[[ RECORDS SUPPLIED open ]]

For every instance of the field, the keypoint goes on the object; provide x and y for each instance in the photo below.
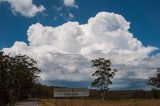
(84, 102)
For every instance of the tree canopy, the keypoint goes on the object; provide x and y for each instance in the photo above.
(155, 80)
(17, 75)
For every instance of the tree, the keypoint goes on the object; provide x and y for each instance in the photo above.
(17, 75)
(155, 80)
(103, 75)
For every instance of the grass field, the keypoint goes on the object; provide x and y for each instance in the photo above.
(78, 102)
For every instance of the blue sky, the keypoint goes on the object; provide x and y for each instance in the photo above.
(142, 14)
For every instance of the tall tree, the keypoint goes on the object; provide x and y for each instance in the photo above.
(17, 75)
(155, 80)
(103, 75)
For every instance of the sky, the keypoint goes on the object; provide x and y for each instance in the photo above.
(63, 36)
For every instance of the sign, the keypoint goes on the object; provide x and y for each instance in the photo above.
(71, 92)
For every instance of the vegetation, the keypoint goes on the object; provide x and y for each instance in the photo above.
(90, 102)
(155, 80)
(17, 75)
(103, 74)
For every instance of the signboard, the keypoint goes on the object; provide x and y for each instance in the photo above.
(71, 92)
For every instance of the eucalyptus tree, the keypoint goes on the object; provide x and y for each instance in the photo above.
(103, 75)
(155, 80)
(17, 75)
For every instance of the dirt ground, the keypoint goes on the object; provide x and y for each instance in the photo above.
(85, 102)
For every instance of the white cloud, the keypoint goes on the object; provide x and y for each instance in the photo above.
(24, 7)
(70, 3)
(64, 52)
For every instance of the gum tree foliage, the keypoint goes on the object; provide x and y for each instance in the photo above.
(17, 75)
(103, 74)
(155, 80)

[[ RECORDS SUPPLIED closed ]]

• **INSTRUCTIONS FOR THE TASK**: Could you write out all the records exactly, without the pictures?

• **EXERCISE ANSWER**:
For every instance of the field, the keypoint goes on the object; provide x and y for each instance in the photo below.
(84, 102)
For every instance of the tree canopy, the keypoint goes on the object; provide x and y for each instance in the photo above.
(155, 80)
(17, 75)
For every instance of the tree, the keypoint goes on the object; provide x and y for each instance in the photo above.
(17, 75)
(155, 80)
(103, 75)
For every instance of the grass field, the keypoint goes on the object; provide x and y for each instance in the photo above.
(78, 102)
For every instance of the blue sky, the keypoint goes on the object; provide x and y for each instance in the photo above.
(142, 14)
For every instance of the tall tree, the keypoint goes on the object; provide x and y for each instance in the photo above.
(17, 75)
(155, 80)
(103, 75)
For every instance of the sky, the keypoint goes on the object; provide x and y for each instance in the photo above.
(63, 36)
For every instance of the sign, the keypoint goes on the object; provide x and y for each instance in the photo above.
(71, 92)
For every instance of the vegetation, the keypoint goes on the object; provide x and y for each instance in the photo above.
(90, 102)
(155, 80)
(17, 75)
(103, 74)
For every instance of the signboard, the keypoint goes on the object; provide x and y for each instance in the photo above.
(71, 92)
For every instance of the eucalyptus tree, the keypoint goes on the object; provide x and y for each instance in the photo above.
(103, 75)
(155, 80)
(17, 75)
For every instance of the dirt ground, the keypoint goes on the object; provide x and y for each instance in the photo above.
(85, 102)
For every instance of the white cloud, the keypoint goes on the object; provide x and y for each instance in the photo above.
(24, 7)
(70, 3)
(64, 52)
For every instance of the gum tree foliage, the keypoint goes on the object; provide x and y for each instance in the photo above.
(17, 75)
(103, 74)
(155, 80)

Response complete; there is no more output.